* [Data supplied]:

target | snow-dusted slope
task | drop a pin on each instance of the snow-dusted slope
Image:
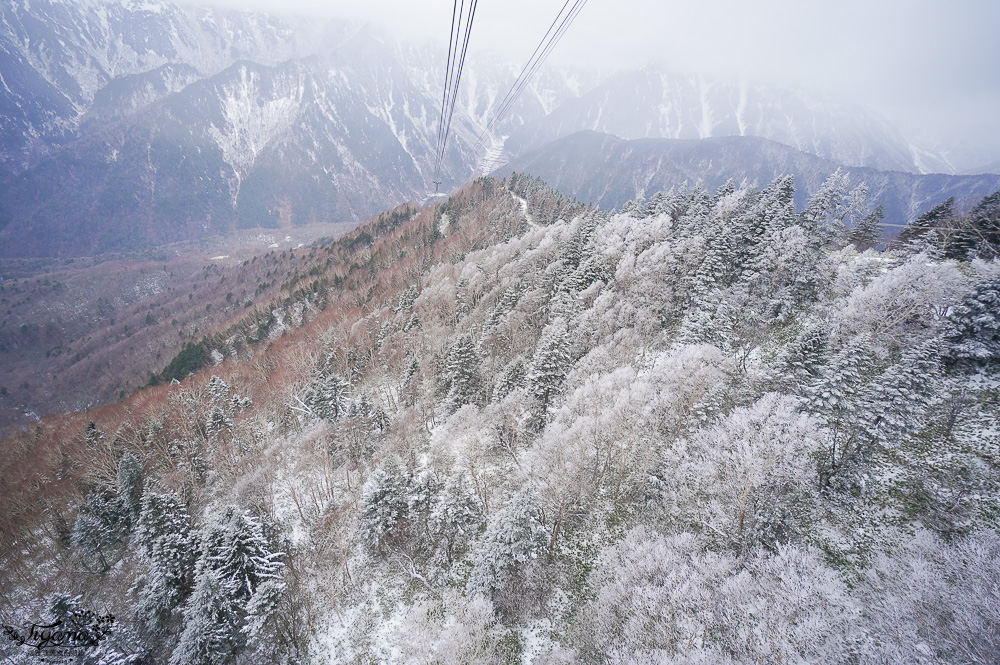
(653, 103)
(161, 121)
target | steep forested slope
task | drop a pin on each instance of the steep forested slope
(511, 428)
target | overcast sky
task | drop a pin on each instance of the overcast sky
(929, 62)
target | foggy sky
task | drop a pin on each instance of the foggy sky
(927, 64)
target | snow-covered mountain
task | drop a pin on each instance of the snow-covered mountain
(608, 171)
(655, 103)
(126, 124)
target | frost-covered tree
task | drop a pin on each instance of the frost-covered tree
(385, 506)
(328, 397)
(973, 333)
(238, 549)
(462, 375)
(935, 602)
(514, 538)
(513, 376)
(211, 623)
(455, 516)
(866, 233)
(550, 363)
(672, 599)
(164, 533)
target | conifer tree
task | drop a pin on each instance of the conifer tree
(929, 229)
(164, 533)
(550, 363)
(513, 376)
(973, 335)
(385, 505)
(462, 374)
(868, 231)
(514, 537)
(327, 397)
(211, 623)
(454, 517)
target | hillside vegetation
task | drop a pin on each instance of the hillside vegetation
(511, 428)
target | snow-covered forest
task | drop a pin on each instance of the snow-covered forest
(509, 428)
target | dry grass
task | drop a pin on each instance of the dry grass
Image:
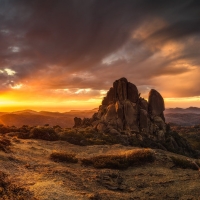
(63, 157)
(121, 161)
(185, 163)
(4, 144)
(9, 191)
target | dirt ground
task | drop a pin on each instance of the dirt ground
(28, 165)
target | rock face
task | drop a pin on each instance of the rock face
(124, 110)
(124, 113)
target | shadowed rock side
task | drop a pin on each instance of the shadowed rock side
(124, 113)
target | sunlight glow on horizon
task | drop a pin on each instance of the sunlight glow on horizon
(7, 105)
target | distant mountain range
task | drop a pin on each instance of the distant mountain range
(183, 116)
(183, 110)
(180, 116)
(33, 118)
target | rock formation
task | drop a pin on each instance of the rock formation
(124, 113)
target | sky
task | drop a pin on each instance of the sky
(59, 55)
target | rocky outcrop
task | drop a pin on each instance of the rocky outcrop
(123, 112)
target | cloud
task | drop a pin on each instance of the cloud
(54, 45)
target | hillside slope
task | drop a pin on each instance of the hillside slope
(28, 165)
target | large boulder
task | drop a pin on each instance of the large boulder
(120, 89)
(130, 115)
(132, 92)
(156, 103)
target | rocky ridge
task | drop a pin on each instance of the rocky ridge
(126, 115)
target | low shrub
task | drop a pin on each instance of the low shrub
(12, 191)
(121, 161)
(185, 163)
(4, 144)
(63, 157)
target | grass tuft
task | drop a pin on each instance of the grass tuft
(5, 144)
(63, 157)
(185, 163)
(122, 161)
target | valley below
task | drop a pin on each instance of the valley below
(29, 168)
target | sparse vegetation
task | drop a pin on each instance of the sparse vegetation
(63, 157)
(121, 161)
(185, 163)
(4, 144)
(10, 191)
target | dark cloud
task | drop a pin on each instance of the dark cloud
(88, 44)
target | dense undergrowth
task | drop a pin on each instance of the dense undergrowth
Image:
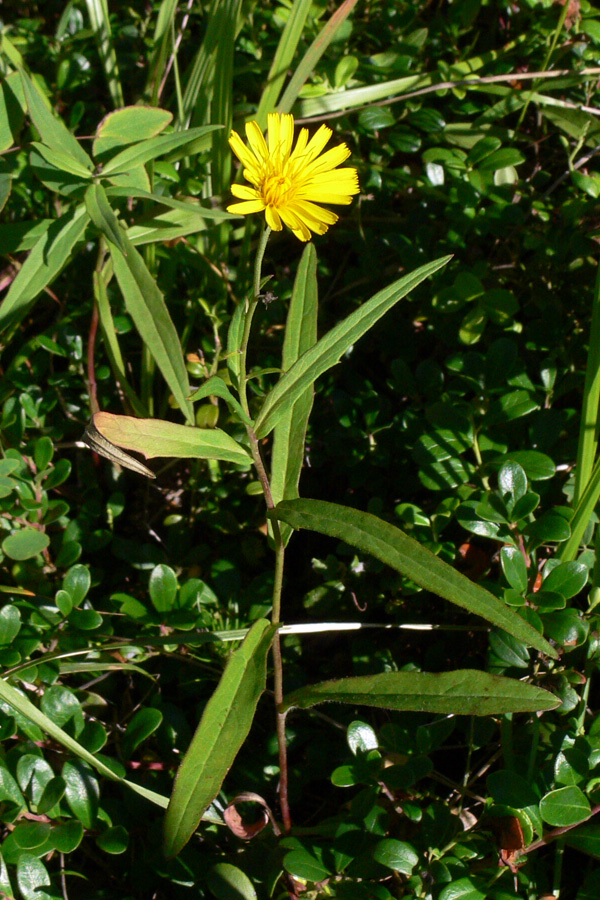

* [Task instructions]: Copy each line of the data that includes the word "undergrowth".

* [Output of the exercise]:
target | dense undergrowth
task | drop a pin on each instance of the dense undergrowth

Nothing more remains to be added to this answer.